◆ Text provided
Well, the entire system is hooked up to a power source (or in the case of pumps and compressors, water, and air sources, respectively) and turned on so that it can do its work.

Without a VFD, you would control these devices simply by turning them on or off. This would result in delivering full power to the device when you switch it on and zero power in the off position. The cooling, pumping, or compression will only be felt the moment it is on with diminishing effects as the energy tapers off before coming to a complete stop.

The more ideal setup would be to deliver energy at a consistent pace to get the desired results. This is called pulse width modulation. It makes power delivery more efficient.

A VFD captures the power from the source and allow the bridge rectifier converter to turn AC into DC. The DC link then delivers this power to the VSI and it turns the motor based on the amount of energy it receives.

All you must do is configure the drive through the user interface and allow the device to complete the operation as desired.

What Are the Benefits of Using a VFD?

◆ Exercise prompt
From the VFD passage, extract word for word the part that begins with the words containing "Without a VFD, you" and ends with "energy it receives.". The records have nothing to do with the VFD passage.

◆ Supplied material
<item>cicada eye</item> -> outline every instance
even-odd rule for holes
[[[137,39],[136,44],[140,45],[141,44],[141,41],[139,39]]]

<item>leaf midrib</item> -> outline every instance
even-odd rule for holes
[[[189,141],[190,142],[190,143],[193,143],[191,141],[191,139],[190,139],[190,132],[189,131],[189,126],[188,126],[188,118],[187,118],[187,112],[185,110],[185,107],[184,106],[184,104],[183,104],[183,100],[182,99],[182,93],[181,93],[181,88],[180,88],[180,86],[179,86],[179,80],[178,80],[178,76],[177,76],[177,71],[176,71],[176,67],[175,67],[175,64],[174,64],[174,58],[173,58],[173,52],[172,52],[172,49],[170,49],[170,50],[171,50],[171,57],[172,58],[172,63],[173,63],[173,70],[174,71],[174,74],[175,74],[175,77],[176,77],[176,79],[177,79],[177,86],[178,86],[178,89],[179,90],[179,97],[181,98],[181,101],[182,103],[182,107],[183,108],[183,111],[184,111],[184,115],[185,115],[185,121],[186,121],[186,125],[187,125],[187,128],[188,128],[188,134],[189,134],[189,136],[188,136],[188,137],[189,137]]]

◆ Your response
Without a VFD, you would control these devices simply by turning them on or off. This would result in delivering full power to the device when you switch it on and zero power in the off position. The cooling, pumping, or compression will only be felt the moment it is on with diminishing effects as the energy tapers off before coming to a complete stop.

The more ideal setup would be to deliver energy at a consistent pace to get the desired results. This is called pulse width modulation. It makes power delivery more efficient.

A VFD captures the power from the source and allow the bridge rectifier converter to turn AC into DC. The DC link then delivers this power to the VSI and it turns the motor based on the amount of energy it receives.